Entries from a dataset
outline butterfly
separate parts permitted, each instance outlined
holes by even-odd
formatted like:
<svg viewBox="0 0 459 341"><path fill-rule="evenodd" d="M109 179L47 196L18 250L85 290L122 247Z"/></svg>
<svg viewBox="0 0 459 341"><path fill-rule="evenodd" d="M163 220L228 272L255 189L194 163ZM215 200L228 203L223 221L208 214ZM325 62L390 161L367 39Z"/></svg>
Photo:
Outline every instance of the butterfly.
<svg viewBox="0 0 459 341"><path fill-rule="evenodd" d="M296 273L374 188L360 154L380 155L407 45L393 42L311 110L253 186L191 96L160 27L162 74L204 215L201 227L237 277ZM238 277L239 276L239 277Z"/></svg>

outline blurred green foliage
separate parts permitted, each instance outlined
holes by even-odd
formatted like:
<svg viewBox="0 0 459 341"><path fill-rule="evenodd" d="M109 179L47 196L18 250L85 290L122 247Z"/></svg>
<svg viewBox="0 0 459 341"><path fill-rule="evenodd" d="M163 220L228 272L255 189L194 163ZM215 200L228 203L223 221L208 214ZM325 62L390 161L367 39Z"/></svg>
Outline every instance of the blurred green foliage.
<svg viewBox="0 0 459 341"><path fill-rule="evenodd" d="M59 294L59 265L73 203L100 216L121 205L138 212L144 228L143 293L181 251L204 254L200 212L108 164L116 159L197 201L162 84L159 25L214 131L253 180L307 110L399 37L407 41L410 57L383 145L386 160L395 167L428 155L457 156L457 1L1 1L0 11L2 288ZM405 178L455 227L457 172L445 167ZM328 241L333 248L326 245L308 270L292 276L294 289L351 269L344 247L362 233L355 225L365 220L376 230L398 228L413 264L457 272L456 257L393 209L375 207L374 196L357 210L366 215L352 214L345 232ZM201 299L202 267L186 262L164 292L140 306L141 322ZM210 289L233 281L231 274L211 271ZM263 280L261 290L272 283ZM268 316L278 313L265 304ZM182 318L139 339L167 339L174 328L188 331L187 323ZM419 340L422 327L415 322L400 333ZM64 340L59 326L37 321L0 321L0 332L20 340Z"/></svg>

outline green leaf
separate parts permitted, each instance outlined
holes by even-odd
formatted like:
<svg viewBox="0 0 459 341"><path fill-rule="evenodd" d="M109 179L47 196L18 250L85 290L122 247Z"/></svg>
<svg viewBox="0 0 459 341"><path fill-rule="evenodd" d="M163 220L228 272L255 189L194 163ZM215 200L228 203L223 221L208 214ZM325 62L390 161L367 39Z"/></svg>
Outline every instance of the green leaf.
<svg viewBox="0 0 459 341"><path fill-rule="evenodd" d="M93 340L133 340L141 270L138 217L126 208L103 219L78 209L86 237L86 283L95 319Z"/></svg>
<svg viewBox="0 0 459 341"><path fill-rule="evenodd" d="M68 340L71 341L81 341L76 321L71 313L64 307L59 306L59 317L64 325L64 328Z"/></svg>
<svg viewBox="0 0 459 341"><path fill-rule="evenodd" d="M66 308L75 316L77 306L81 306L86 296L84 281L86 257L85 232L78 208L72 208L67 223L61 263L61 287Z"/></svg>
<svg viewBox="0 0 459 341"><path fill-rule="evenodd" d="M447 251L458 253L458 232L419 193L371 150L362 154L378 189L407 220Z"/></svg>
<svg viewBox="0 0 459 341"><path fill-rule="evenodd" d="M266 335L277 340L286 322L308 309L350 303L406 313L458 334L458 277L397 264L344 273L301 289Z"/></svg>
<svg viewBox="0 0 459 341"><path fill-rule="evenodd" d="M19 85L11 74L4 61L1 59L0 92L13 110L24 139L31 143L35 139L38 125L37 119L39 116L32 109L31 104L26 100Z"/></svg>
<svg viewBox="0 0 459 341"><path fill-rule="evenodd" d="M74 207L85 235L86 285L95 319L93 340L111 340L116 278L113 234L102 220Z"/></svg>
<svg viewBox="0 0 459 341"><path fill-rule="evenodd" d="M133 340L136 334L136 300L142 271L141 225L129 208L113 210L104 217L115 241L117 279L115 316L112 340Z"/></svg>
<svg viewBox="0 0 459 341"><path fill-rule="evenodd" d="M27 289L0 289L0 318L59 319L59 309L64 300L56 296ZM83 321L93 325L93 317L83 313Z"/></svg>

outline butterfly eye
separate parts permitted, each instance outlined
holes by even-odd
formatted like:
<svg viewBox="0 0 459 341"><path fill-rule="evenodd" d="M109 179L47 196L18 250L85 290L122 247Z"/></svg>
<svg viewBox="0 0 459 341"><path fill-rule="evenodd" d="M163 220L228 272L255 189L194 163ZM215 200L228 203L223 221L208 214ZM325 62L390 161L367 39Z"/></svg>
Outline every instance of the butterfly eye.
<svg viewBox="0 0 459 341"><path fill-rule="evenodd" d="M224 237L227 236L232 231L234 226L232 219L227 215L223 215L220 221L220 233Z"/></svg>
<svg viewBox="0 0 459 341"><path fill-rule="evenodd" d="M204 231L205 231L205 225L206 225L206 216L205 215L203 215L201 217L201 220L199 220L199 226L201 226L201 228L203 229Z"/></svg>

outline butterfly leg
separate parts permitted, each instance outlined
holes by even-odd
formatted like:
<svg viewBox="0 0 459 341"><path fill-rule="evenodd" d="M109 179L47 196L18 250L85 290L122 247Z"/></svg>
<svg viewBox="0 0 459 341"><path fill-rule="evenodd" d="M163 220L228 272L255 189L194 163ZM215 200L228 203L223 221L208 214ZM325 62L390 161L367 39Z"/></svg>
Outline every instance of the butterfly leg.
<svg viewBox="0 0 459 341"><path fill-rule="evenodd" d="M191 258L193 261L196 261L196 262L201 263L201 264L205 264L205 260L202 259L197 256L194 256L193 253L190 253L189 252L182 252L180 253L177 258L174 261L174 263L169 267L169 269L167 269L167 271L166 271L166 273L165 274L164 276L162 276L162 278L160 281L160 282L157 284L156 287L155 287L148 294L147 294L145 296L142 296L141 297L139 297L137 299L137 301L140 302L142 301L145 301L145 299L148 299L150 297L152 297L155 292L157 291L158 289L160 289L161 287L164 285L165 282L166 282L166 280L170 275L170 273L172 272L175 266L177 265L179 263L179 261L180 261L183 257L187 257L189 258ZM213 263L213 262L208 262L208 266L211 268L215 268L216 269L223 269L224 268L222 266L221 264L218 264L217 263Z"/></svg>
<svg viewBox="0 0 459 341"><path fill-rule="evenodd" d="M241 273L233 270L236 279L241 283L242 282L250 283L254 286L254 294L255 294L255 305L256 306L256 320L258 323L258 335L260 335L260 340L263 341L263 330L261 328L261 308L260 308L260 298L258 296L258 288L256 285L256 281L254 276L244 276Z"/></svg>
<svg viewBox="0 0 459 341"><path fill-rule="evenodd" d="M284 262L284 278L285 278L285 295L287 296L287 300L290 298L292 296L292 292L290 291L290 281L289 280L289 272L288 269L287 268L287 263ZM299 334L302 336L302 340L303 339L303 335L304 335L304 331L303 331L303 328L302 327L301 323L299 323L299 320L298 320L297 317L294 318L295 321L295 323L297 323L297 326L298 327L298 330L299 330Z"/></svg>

**YOUR INSTRUCTIONS**. Update the stretch from the start of the records through the line containing "273L374 188L360 154L380" by replacing "butterfly" with "moth", leaving everything else unchanged.

**RESPONSE TO THE EXERCISE**.
outline moth
separate parts permitted, each instance outlined
holes by even-odd
formatted like:
<svg viewBox="0 0 459 341"><path fill-rule="evenodd" d="M109 179L47 196L18 250L85 290L122 247Z"/></svg>
<svg viewBox="0 0 459 341"><path fill-rule="evenodd" d="M163 220L228 272L255 189L194 163ZM215 200L228 203L223 221L208 214ZM325 62L390 161L367 39Z"/></svg>
Photo:
Outline every instance of the moth.
<svg viewBox="0 0 459 341"><path fill-rule="evenodd" d="M296 273L374 188L360 154L380 155L407 45L393 42L311 110L253 186L191 96L160 27L162 74L204 215L201 227L237 277ZM238 277L239 276L239 277Z"/></svg>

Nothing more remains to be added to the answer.